## Requests:
a: In the pressure differential page, what does the symbol d stand for?
b: Copy from the pressure differential page the part that opens with the words containing "Written by Jerry" and closes with "of a system.".

## Page excerpt:
»»
# Pressure Differential

Written by Jerry Ratzlaff on . Posted in Thermodynamics

Pressure differential, abbreviated as $$\Delta p$$ or $$p_d$$, is the pressure difference between two points of a system.

## PRESSURE DIFFERENTIAL formulas

 $$\large{ \Delta p = \frac { 1.59923 \; p \; d^4 \; \rho } { m_f^2 } }$$ $$\large{ \Delta p = Eu \; \rho \; U^2 }$$ (Euler number) $$\large{ \Delta p = SG \; \left( {\frac{Q} {C_c} } \right) ^{\frac{1}{2} } }$$ (flow coefficient)

### Where:

$$\large{ \Delta p }$$ = pressure differential

$$\large{ U }$$ = characteristic velocity

$$\large{ \rho }$$ (Greek symbol rho) = density of fluid

$$\large{ Eu }$$ = Euler number

$$\large{ C_v }$$ = flow coefficient

$$\large{ Q }$$ = flow rate capacity

$$\large{ d }$$ = inside diameter of pipe

$$\large{ m_f }$$ = mass flow rate

$$\large{ p }$$ = pressure change

$$\large{ SG }$$ = specific gravity of fluid (water at 60°F = 1.0000)
««
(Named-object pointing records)
»»
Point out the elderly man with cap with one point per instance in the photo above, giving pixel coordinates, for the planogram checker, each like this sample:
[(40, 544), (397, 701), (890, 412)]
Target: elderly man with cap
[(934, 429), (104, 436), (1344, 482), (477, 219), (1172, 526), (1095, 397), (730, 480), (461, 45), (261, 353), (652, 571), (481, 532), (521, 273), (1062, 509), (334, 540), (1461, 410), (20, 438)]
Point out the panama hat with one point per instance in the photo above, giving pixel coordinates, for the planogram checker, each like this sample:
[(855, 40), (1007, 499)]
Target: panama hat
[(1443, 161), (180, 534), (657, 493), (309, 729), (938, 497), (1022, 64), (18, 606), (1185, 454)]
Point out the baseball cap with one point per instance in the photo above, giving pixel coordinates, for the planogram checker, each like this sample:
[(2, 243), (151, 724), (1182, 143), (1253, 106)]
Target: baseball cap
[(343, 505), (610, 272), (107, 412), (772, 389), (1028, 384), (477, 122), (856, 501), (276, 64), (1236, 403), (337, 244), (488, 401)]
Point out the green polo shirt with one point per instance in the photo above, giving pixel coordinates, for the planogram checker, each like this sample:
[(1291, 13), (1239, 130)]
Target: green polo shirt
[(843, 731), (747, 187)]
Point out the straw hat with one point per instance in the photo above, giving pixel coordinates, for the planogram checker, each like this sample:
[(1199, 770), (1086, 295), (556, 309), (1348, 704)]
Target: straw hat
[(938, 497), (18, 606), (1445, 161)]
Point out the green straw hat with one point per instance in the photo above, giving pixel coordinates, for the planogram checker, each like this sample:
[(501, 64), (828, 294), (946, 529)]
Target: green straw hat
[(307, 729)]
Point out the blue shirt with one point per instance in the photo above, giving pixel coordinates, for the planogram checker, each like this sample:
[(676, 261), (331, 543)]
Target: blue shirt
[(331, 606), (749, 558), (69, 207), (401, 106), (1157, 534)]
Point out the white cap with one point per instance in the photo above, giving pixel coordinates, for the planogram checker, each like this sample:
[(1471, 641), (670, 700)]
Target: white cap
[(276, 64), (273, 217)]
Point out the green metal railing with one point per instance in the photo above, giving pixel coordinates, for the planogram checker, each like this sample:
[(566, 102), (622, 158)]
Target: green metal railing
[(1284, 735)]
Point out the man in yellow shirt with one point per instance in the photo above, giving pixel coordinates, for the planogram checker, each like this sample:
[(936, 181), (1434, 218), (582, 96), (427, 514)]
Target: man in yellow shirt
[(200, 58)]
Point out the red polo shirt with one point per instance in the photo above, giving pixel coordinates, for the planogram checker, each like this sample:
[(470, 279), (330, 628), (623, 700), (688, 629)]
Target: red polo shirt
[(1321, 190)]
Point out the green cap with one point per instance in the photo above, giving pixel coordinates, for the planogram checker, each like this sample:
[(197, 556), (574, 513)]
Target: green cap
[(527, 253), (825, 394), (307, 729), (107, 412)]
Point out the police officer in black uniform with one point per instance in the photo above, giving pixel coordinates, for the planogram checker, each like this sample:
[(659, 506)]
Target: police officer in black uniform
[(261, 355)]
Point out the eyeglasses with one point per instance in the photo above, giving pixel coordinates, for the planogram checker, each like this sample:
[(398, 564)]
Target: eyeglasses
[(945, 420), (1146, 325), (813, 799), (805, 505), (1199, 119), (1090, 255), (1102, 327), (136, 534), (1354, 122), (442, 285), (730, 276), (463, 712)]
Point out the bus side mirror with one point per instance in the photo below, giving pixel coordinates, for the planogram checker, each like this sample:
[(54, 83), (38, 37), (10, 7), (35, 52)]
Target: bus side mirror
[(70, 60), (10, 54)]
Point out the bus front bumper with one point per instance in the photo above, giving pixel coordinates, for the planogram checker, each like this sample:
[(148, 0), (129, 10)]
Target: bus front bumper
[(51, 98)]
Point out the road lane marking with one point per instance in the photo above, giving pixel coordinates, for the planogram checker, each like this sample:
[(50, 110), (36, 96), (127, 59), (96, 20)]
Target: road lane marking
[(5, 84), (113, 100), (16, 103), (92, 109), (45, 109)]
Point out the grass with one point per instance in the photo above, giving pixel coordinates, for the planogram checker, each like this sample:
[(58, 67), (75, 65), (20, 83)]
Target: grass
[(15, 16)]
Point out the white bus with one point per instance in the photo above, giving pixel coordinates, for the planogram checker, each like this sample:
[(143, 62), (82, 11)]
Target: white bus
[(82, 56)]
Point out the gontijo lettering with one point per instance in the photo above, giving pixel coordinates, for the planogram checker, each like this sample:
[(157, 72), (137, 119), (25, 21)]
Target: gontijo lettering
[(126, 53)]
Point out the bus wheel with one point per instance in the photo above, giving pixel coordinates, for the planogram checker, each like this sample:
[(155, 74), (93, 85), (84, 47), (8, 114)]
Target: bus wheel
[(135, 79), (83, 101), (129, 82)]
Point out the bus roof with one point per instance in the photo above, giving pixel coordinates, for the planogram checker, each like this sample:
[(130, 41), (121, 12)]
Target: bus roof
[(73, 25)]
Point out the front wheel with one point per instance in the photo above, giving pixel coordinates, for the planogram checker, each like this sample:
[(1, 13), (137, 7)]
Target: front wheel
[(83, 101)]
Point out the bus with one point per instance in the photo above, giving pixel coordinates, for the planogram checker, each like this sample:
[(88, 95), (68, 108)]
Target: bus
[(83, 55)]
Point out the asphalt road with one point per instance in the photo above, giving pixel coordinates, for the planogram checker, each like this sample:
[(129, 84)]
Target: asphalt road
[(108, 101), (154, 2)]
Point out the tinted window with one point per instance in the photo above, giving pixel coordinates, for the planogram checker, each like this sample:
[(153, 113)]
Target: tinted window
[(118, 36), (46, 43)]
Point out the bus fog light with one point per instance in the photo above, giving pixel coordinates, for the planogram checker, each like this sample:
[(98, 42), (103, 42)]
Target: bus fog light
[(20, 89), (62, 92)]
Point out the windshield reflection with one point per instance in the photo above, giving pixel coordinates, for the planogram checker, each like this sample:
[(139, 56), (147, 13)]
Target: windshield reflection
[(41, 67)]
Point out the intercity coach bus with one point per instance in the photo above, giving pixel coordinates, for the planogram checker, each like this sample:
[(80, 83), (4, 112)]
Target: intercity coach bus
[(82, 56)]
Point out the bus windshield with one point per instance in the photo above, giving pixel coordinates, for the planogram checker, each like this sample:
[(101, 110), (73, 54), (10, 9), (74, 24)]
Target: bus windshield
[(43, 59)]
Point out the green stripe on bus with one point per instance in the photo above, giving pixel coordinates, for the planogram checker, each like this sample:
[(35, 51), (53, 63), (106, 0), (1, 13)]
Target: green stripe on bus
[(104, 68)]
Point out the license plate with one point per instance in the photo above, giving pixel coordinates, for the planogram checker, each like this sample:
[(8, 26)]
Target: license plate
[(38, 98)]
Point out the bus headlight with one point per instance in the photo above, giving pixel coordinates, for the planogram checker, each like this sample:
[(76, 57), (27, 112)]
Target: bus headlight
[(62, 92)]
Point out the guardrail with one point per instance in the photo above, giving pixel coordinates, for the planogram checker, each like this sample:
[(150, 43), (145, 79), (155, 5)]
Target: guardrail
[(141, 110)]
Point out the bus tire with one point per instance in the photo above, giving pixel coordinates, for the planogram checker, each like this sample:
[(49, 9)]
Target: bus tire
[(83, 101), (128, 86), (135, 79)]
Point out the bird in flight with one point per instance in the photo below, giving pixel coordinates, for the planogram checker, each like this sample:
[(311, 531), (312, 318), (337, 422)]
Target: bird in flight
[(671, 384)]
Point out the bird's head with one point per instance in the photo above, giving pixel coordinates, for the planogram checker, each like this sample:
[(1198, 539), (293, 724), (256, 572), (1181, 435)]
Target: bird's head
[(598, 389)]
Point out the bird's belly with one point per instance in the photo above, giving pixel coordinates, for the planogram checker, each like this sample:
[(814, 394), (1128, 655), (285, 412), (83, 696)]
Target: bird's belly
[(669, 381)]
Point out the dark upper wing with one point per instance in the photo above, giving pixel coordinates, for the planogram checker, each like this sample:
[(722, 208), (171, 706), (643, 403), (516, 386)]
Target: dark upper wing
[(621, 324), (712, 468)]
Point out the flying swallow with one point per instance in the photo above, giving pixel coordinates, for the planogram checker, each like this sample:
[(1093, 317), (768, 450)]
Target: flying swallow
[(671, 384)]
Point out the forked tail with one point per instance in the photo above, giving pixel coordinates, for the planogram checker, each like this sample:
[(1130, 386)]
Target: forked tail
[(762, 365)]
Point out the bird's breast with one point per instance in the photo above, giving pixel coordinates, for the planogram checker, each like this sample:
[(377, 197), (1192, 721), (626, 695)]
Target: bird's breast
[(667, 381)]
««
## Answers for this exercise:
a: Inside diameter of pipe.

b:
Written by Jerry Ratzlaff on . Posted in Thermodynamics

Pressure differential, abbreviated as $$\Delta p$$ or $$p_d$$, is the pressure difference between two points of a system.